TO DO:
A: In the description of the national security practice area, how do the advanced courses relate to the two survey courses?
B: Answer these questions about the national security and foreign relations law program:
(i) How many credits of advanced courses must a JD candidate complete to earn the concentration?
(ii) What course number is given for U.S. Foreign Relations Law?
(iii) How many credits from a national security-related Field Placement may count toward the concentration?
C: Rewrite everything from "This practice area, which" down to "the survey courses." in the national security practice area description, changing "survey courses" to "introductory courses" each time it appears.

Degree Offerings

National Security & U.S. Foreign Relations Law

 

 

 

This practice area, which has grown exponentially since the terrorist attacks of September 11, 2001, explores the nature and origins of the federal government’s foreign relations powers, and U.S. law implementing international law and affecting national security. The field includes law on the use of armed forces and intelligence operations abroad, counterterrorism, homeland security, management of crises, immigration, nonproliferation, treatment of detainees, congressional oversight, and classified information. The two foundational survey courses are U.S. Foreign Relations Law and National Security Law. The remaining advanced courses pursue in greater detail issues raised in the survey courses.

 


JD Concentration

JD candidates may earn Recognition of a JD Concentration in National Security and U.S. Foreign Relations Law by successfully completing (i.e., receiving a grade of C- or better) 14 credits of National Security and U.S. Foreign Relations Law Advanced Courses (listed in the practice area on p. 96 of the Law School Bulletin as modified in the Spring 21 Bulletin Supplement), including two required courses—National Security Law (6870) and U.S. Foreign Relations Law (6871)—and two credits graded on the basis of a research paper that meets the standards for the Law School’s legal writing requirement, either written in conjunction with one of the Foundation Courses or Advanced Courses in the practice area or with advance approval of the program director, written for a journal, independent legal writing, or a course that is not included in the Foundation Courses or Advanced Courses lists or on a national security and U.S. foreign relations law topic. Up to two credits earned through a national security-related Field Placement (6668) may count toward the concentration credits, with approval of the program director. Note: students cannot obtain concentrations in both National Security & U.S. Foreign Relations Law and International and Comparative Law or National Security & U.S. Foreign Relations Law and National Security & Cybersecurity Law.

Stored data entries:
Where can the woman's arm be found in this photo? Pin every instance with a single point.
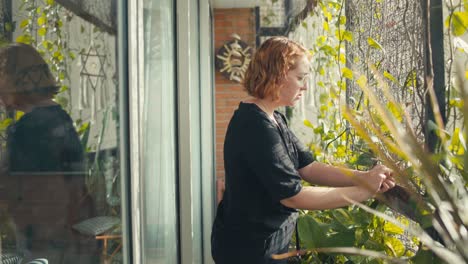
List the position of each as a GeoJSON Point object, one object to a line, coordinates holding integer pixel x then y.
{"type": "Point", "coordinates": [318, 198]}
{"type": "Point", "coordinates": [327, 175]}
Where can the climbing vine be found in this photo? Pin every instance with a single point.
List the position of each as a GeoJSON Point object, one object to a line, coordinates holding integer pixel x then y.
{"type": "Point", "coordinates": [362, 136]}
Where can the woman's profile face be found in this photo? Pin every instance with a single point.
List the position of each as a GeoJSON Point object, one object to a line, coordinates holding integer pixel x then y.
{"type": "Point", "coordinates": [295, 83]}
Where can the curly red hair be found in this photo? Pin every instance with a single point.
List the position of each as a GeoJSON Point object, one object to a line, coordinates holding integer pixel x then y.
{"type": "Point", "coordinates": [270, 65]}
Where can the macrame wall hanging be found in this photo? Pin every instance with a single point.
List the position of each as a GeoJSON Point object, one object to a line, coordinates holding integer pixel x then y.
{"type": "Point", "coordinates": [94, 92]}
{"type": "Point", "coordinates": [233, 58]}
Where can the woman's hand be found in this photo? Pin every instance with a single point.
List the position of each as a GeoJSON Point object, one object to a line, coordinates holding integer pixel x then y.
{"type": "Point", "coordinates": [379, 179]}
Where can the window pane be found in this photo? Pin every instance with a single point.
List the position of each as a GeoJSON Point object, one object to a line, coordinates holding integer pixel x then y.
{"type": "Point", "coordinates": [159, 227]}
{"type": "Point", "coordinates": [59, 179]}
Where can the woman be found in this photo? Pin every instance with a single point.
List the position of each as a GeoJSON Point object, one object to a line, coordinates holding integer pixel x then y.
{"type": "Point", "coordinates": [265, 163]}
{"type": "Point", "coordinates": [44, 138]}
{"type": "Point", "coordinates": [44, 183]}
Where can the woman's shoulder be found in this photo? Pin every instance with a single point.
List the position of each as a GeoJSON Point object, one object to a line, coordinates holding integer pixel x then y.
{"type": "Point", "coordinates": [250, 114]}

PER-TASK OUTPUTS:
A: The advanced courses build on the two foundational survey courses, U.S. Foreign Relations Law and National Security Law. They pursue the issues raised in those survey courses in greater detail.

B:
(i) 14 credits
(ii) 6871
(iii) Up to two credits, with approval of the program director

C:
This practice area, which has grown exponentially since the terrorist attacks of September 11, 2001, explores the nature and origins of the federal government’s foreign relations powers, and U.S. law implementing international law and affecting national security. The field includes law on the use of armed forces and intelligence operations abroad, counterterrorism, homeland security, management of crises, immigration, nonproliferation, treatment of detainees, congressional oversight, and classified information. The two foundational introductory courses are U.S. Foreign Relations Law and National Security Law. The remaining advanced courses pursue in greater detail issues raised in the introductory courses.